* [DATASET RECORDS]:
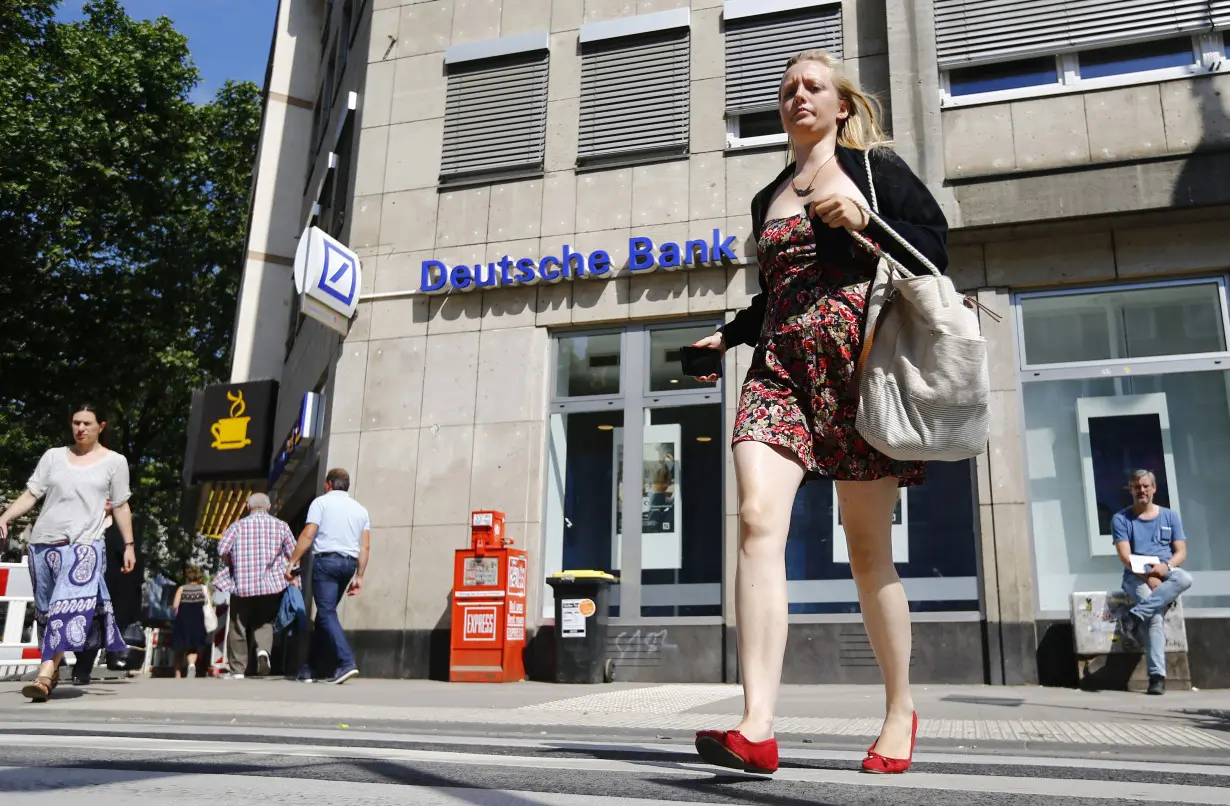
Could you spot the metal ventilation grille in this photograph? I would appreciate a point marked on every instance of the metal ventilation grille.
(758, 48)
(635, 96)
(973, 31)
(495, 118)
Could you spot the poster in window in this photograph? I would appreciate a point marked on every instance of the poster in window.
(1118, 436)
(900, 530)
(661, 498)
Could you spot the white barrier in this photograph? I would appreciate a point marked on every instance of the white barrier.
(19, 642)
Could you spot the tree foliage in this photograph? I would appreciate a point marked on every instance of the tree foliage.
(122, 220)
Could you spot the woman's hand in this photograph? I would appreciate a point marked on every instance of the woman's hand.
(711, 342)
(840, 212)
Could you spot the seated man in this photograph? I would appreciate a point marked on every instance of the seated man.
(1148, 529)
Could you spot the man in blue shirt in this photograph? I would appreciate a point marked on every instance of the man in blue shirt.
(1148, 529)
(338, 533)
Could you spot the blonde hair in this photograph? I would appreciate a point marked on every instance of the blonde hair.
(861, 128)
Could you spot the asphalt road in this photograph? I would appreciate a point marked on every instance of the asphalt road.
(102, 764)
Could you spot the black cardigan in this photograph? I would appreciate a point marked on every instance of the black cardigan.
(904, 202)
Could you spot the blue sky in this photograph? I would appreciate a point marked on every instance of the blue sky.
(228, 38)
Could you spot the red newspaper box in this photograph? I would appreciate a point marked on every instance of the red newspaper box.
(488, 606)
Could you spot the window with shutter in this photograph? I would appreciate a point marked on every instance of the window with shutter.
(495, 118)
(1000, 49)
(1220, 14)
(972, 31)
(635, 96)
(759, 42)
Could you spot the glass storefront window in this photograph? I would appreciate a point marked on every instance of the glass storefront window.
(666, 373)
(1176, 425)
(934, 545)
(582, 490)
(635, 478)
(682, 512)
(1138, 323)
(588, 366)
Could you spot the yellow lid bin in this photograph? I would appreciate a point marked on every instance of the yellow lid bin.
(584, 575)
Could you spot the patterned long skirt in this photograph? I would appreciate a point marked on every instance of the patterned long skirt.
(71, 603)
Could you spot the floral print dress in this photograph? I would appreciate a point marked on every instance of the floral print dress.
(800, 393)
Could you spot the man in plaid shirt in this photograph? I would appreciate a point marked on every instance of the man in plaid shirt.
(255, 550)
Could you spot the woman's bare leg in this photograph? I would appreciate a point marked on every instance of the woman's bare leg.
(867, 518)
(768, 480)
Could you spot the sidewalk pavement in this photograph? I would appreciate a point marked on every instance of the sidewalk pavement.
(953, 715)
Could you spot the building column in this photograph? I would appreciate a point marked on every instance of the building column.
(1006, 555)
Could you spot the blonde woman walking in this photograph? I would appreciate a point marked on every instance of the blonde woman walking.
(796, 414)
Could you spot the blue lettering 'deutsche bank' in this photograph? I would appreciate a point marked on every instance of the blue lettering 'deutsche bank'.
(643, 256)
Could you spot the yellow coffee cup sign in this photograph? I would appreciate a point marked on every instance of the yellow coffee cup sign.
(230, 433)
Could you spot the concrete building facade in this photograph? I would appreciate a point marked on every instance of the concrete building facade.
(512, 175)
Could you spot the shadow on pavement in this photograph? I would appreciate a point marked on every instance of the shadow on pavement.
(744, 788)
(49, 783)
(1209, 719)
(460, 789)
(1001, 702)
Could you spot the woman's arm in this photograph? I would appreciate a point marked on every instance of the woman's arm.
(744, 329)
(907, 206)
(123, 516)
(23, 503)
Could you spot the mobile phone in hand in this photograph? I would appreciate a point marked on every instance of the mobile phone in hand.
(700, 362)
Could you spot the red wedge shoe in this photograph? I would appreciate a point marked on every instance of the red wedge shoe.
(884, 766)
(732, 750)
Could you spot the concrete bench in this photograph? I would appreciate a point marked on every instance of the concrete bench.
(1106, 658)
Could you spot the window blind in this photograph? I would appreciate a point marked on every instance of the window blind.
(495, 116)
(1220, 12)
(635, 95)
(758, 48)
(973, 31)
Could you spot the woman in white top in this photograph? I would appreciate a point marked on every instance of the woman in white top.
(67, 553)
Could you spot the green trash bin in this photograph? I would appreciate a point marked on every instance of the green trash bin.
(581, 606)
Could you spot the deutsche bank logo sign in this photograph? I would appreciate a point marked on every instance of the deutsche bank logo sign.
(340, 276)
(327, 277)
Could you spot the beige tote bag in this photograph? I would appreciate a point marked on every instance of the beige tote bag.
(923, 380)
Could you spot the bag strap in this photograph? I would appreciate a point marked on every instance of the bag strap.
(872, 215)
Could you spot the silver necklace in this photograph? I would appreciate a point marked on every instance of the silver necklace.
(811, 187)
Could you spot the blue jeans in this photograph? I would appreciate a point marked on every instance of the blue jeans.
(331, 575)
(1151, 610)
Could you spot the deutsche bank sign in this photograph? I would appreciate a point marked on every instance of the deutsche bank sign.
(327, 277)
(643, 256)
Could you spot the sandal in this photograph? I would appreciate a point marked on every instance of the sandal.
(39, 689)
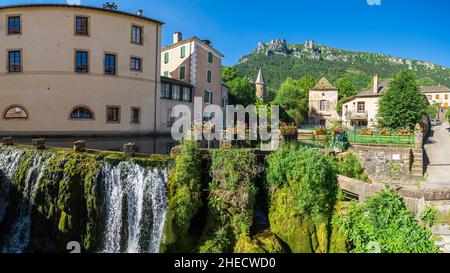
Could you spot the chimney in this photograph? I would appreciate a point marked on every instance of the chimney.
(177, 37)
(375, 84)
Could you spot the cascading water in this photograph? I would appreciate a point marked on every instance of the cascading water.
(135, 204)
(18, 236)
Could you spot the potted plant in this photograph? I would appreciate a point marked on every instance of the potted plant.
(320, 132)
(366, 131)
(289, 131)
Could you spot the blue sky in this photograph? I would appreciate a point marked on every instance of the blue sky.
(418, 29)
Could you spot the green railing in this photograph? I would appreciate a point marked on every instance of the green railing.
(384, 139)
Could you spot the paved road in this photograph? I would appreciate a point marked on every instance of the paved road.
(438, 152)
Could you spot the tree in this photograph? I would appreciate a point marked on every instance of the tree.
(427, 81)
(241, 90)
(346, 89)
(229, 73)
(403, 104)
(110, 5)
(293, 97)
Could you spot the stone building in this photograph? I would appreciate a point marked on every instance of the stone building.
(362, 109)
(323, 99)
(78, 70)
(260, 84)
(196, 63)
(437, 94)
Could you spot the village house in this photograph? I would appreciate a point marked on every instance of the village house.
(437, 95)
(323, 100)
(76, 69)
(195, 66)
(361, 110)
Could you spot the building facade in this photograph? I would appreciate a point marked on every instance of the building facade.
(196, 63)
(437, 95)
(362, 109)
(260, 85)
(78, 69)
(323, 100)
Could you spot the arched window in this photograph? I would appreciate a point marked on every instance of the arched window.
(81, 112)
(15, 112)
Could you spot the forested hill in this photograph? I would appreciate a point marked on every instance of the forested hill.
(280, 60)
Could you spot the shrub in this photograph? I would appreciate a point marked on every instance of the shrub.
(310, 171)
(350, 166)
(384, 220)
(185, 184)
(232, 190)
(403, 104)
(429, 216)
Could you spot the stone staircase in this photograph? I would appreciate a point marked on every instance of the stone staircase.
(417, 168)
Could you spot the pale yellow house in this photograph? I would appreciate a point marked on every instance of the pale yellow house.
(323, 100)
(76, 69)
(437, 94)
(362, 109)
(196, 63)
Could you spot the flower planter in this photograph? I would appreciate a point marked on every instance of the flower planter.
(368, 133)
(319, 133)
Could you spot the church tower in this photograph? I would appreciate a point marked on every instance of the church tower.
(260, 84)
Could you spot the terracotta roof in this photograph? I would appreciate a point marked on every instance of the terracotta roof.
(172, 80)
(81, 7)
(384, 86)
(260, 79)
(324, 85)
(194, 38)
(435, 89)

* [GOAL]:
Return, word for word, every line from the line with "Could you spot the stone building" to the final line of the data.

* [SOLUTION TO THIS TASK]:
Could you spot the stone building in this photograph? I would appreciate a point marked on every instance of the stone building.
(362, 109)
(323, 99)
(78, 70)
(260, 84)
(196, 63)
(437, 94)
Could you spot the village house in this photograph? I would appreciate a point marked on every instance of the village house.
(437, 95)
(323, 100)
(76, 69)
(195, 66)
(361, 110)
Could you spot the building facade in this photograph? I would appreciate a point marked on every instance of the building facade.
(196, 63)
(437, 95)
(362, 109)
(260, 85)
(78, 69)
(323, 100)
Could you spot the arched window in this photograph? I would appreciate a point marked on every instance of the arched window.
(81, 112)
(15, 112)
Could you spot the forested hill in this photograph? I would appreciate a point marked on every instance of the forested hill.
(280, 60)
Could you spot the shrub in this photograph? I would appreciate a point marked on every instance of the shrub.
(310, 171)
(350, 166)
(384, 220)
(185, 184)
(232, 190)
(403, 104)
(429, 216)
Could you spot the stone staircase in this photograph? I would appreciate a point marked on every instance of the stone staircase.
(417, 168)
Could you spot the pale yellow house in this photograph? I would appreciate a point marked on every instance of the pale yellow house.
(323, 100)
(76, 69)
(437, 94)
(362, 109)
(196, 63)
Could you spot the flower planter in this photograph? I would appreciate a point marked on every instance of the flower planter.
(368, 133)
(319, 133)
Could you spot the church tower in this photograph? I would appreciate a point marked on every instance of the church tower.
(260, 84)
Could you spot the terracotta roof in this photograph? I would appreciate a point marked on every instance of the terracotta roof.
(172, 80)
(81, 7)
(384, 86)
(260, 79)
(324, 85)
(194, 38)
(435, 89)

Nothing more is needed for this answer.